◆ Text provided

————————

Bowen House is a 22-storey office building on the corner of Lambton Quay and Bowen Street, Wellington, New Zealand, that is leased by the New Zealand Parliament to house some members of Parliament and government staff.

The building was designed by Warren and Mahoney architects. Construction began in 1988 and was completed in 1990. It has been leased by the New Zealand Parliament since 1991. It was once owned by Government Property Services, which was privatised as Capital Properties New Zealand by a National–New Zealand First coalition government in 1998. In 2012 AMP Capital sold the building to , a German property investor.

Bowen House contained offices for the smaller parties, select committee staff, and some of the ministers and their support staff. It is connected to the Executive Wing (the Beehive) of the Parliament Buildings by an underground travelator under Bowen Street. Bowen House is part of the parliamentary security system, and the government was the only tenant in the building.

————————

◆ Supplied data
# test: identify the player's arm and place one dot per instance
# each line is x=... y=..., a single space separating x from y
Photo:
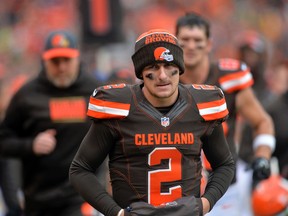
x=92 y=152
x=11 y=144
x=250 y=108
x=219 y=156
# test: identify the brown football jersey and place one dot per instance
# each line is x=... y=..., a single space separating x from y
x=156 y=157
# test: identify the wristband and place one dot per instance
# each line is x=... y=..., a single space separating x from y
x=264 y=140
x=120 y=212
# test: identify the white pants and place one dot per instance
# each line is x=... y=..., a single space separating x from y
x=244 y=182
x=237 y=199
x=228 y=204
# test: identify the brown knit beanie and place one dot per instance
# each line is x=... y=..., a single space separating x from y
x=157 y=46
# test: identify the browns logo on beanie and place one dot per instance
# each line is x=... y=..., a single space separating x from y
x=157 y=46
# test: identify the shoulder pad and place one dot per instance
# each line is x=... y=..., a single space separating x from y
x=234 y=75
x=210 y=102
x=110 y=102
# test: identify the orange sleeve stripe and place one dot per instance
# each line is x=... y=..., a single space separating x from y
x=103 y=103
x=240 y=87
x=211 y=104
x=214 y=116
x=233 y=76
x=100 y=115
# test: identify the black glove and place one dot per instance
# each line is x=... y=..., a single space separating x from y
x=184 y=206
x=261 y=170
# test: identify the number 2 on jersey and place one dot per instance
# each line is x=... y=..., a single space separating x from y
x=157 y=177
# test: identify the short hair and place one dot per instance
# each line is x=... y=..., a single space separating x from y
x=191 y=20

————————

◆ Tasks to perform
1. According to the text about Bowen House, how many storeys does the building have?
2. Swap "separating" for "dividing" in the records, beginning at the line that has "# test: identify the orange" and continuing through the end of the records, and give back only those lines with nothing else changed.

◆ Solutions in order
1. 22 storeys

2.
# test: identify the orange sleeve stripe and place one dot per instance
# each line is x=... y=..., a single space dividing x from y
x=103 y=103
x=240 y=87
x=211 y=104
x=214 y=116
x=233 y=76
x=100 y=115
# test: identify the black glove and place one dot per instance
# each line is x=... y=..., a single space dividing x from y
x=184 y=206
x=261 y=170
# test: identify the number 2 on jersey and place one dot per instance
# each line is x=... y=..., a single space dividing x from y
x=157 y=177
# test: identify the short hair and place one dot per instance
# each line is x=... y=..., a single space dividing x from y
x=191 y=20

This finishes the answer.